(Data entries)
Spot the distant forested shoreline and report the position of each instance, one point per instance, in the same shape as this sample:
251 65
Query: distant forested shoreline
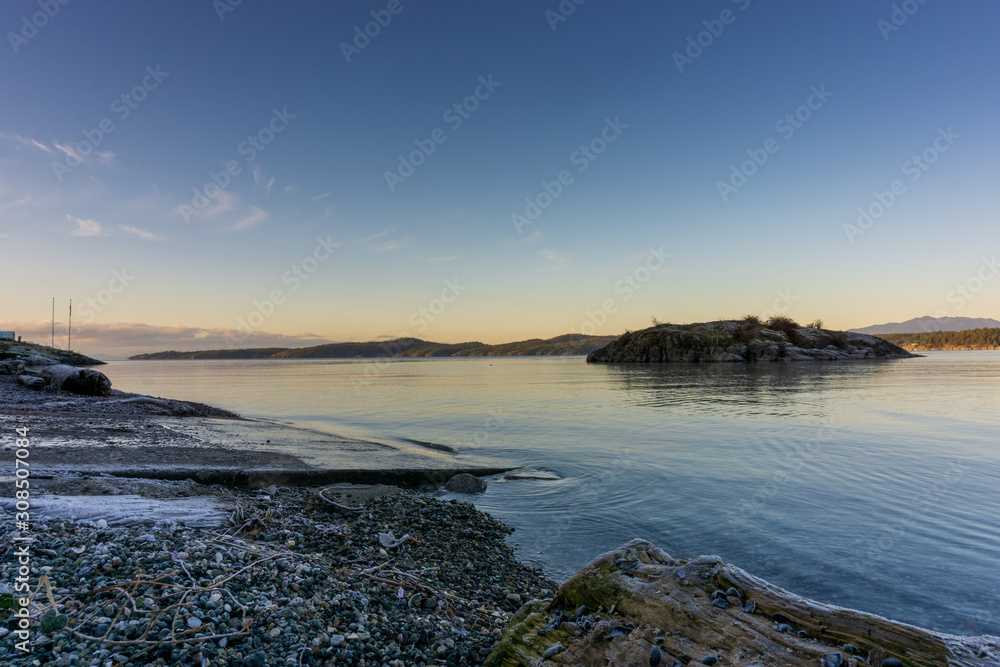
970 339
568 344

■ Task description
Output each line of the material above as a JSON list of strings, one string per line, with blank lines omitted. Do not include the pictures.

■ The result
[
  "Spot the distant forested shoreline and report the position of each instance, one point per instance, in the same shape as this sample:",
  "251 65",
  "Query: distant forested shoreline",
  "970 339",
  "568 344"
]